**Brief:** Copy every line of the records from the line containing "image (see below)." down to the line containing "[191,152,525,386]", both included, and multiply each bounding-box coordinate in the answers by 1.9, rounding to whole numbers with halves rounded up. Keep all other lines and numbers unchanged, and give only this stretch.

**Data provided:**
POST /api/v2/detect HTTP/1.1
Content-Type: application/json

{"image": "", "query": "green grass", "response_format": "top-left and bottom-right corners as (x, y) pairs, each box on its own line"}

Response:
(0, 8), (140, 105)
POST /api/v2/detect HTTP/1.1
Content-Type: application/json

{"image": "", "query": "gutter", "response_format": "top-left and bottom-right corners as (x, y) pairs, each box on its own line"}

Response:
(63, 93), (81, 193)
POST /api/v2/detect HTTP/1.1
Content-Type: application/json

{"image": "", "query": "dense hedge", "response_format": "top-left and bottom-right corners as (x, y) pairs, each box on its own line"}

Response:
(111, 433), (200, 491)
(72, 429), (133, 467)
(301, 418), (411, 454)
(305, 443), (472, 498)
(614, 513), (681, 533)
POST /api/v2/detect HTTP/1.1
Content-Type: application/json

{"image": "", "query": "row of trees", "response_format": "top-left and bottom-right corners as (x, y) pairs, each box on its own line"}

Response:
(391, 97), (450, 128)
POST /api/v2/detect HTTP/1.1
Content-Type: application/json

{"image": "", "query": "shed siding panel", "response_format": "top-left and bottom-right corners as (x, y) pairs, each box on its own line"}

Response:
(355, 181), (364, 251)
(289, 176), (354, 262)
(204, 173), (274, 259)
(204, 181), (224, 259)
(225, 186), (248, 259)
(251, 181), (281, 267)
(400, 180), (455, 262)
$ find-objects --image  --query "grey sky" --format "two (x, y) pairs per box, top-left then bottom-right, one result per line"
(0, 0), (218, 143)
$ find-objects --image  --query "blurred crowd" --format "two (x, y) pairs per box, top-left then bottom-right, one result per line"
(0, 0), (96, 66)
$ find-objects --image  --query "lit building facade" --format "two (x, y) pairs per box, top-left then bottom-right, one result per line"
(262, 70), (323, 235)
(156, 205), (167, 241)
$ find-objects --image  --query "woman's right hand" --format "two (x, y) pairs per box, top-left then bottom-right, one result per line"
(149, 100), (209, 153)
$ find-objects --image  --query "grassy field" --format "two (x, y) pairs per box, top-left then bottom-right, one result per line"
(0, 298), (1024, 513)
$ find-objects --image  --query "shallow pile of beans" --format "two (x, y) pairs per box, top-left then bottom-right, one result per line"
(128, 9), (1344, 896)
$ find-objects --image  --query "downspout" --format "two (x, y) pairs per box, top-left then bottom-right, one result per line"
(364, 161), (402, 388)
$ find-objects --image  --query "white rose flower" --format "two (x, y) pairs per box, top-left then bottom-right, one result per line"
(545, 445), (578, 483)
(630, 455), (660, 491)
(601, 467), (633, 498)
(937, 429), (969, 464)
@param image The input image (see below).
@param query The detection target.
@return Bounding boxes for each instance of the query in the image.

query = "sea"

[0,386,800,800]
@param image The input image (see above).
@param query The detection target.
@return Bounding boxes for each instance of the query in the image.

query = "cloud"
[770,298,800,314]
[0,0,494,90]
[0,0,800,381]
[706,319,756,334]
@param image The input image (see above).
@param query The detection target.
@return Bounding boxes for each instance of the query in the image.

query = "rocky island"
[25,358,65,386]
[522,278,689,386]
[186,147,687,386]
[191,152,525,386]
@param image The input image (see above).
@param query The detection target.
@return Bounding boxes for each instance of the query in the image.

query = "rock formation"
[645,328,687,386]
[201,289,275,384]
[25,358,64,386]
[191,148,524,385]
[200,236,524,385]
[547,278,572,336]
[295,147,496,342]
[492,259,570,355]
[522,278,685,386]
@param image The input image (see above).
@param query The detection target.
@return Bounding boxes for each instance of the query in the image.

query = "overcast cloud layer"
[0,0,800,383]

**Answer to this exercise:**
@param image The input image (see below).
@param query The detection target.
@return Bounding boxes for each instance of the query in the image.

query = "sea"

[0,733,1520,1520]
@param image The input image (see above).
@param query The detection target.
@return Bounding boxes for each instance of the query in the image.

query = "cloud"
[1463,566,1520,597]
[0,0,939,171]
[0,0,1520,724]
[1341,606,1436,635]
@param image The input image (see above).
@param query The detection target.
@return Bounding boxes for each instance of the query in the image.

query = "rocky island"
[48,680,124,733]
[992,528,1309,733]
[353,279,1305,733]
[363,289,998,733]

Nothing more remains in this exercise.